India to become seventh nation to have National Quantum Mission

The new mission comes four years after Narendra Modi government in December 2018 announced Rs 3,660 crore National Mission on Cyber-Physical Systems
Last Updated 19 April 2023, 19:29 IST

The Union Cabinet on Wednesday cleared Rs 6,003 crore National Quantum Mission seeking to realise a host of frontier technologies related to quantum computing, quantum communication and quantum sensing that only a handful of countries possess.

The eight-year mission involving research institutions and industry will have four verticals – three on quantum computing, communication and sensing, and a fourth one on developing novel materials and devices that would aid in the three core programmes.

"The National Quantum Mission is going to give India a quantum jump in this arena. India will be the seventh country to have a dedicated quantum mission after the US, Austria, Finland, France, Canada and China,” Union Science and Technology Minister Jitendra Singh said here.

(Stored data entries)

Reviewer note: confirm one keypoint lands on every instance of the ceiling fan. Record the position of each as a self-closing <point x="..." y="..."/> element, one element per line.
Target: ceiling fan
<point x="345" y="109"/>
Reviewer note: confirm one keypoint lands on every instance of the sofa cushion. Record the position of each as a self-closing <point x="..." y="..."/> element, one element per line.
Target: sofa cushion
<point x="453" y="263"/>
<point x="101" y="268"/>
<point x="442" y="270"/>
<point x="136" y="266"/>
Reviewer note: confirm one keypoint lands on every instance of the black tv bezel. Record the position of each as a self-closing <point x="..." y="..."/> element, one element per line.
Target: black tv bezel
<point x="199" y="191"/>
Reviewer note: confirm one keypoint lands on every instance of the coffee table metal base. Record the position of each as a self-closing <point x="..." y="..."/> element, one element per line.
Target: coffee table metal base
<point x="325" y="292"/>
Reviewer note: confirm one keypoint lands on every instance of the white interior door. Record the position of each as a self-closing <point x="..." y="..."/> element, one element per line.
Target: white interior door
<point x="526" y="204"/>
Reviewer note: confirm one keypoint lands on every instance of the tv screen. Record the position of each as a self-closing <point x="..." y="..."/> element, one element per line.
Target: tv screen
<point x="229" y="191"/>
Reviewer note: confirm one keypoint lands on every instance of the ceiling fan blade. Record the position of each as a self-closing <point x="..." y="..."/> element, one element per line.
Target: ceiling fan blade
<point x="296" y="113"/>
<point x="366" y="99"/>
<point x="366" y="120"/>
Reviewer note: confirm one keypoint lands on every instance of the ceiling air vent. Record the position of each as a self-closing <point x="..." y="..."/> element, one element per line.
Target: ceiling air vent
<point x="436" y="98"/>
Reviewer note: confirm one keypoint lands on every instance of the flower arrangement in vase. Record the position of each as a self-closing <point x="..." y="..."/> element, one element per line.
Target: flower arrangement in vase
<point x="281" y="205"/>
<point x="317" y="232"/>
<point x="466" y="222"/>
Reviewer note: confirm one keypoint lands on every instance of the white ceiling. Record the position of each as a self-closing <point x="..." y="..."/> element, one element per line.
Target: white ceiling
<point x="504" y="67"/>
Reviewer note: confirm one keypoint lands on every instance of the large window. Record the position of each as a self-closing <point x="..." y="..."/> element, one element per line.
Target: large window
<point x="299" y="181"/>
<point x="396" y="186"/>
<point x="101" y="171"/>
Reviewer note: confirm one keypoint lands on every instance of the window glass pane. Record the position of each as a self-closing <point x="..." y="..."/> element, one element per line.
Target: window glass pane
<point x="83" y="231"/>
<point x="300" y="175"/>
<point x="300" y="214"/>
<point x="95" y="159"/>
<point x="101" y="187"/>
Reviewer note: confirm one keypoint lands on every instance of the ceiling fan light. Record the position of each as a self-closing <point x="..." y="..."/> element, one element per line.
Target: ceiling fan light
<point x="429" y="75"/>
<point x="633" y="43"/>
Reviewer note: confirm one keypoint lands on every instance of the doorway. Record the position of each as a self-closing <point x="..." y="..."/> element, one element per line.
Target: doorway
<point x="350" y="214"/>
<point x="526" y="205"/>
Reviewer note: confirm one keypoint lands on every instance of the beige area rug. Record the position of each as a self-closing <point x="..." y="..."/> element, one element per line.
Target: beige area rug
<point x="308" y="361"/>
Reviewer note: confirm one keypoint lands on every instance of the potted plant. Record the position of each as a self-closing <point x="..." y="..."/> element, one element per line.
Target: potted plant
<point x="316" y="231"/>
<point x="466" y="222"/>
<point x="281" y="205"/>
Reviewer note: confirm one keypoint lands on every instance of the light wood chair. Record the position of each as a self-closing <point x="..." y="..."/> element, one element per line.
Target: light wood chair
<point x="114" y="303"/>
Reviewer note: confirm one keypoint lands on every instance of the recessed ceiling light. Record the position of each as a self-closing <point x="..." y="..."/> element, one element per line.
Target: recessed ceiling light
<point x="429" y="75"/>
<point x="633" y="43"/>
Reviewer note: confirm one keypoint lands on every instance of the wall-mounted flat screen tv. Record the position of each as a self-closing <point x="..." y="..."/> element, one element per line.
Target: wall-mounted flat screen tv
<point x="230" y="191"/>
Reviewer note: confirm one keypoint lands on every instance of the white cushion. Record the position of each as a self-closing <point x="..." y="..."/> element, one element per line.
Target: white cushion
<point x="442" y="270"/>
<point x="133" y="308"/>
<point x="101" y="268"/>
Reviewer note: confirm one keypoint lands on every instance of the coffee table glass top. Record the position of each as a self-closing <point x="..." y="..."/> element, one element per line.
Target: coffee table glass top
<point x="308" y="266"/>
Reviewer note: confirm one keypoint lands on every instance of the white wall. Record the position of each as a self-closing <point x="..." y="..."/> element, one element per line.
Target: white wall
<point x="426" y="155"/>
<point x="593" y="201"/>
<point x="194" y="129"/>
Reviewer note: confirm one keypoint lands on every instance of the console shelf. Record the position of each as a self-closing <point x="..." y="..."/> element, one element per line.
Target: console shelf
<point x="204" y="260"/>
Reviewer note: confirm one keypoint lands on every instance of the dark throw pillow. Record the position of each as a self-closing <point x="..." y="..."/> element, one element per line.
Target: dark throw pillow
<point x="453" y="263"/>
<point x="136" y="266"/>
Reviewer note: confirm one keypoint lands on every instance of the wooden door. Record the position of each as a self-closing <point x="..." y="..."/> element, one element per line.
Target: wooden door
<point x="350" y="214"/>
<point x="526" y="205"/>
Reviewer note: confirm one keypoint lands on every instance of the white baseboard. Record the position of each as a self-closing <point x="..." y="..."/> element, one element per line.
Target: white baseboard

Instructions to follow:
Swap "eight-year" for "nine-year" in the quantum mission article and write out the stretch from "The eight-year mission" through "Singh said here." with that change.

Answer to the problem:
The nine-year mission involving research institutions and industry will have four verticals – three on quantum computing, communication and sensing, and a fourth one on developing novel materials and devices that would aid in the three core programmes.

"The National Quantum Mission is going to give India a quantum jump in this arena. India will be the seventh country to have a dedicated quantum mission after the US, Austria, Finland, France, Canada and China,” Union Science and Technology Minister Jitendra Singh said here.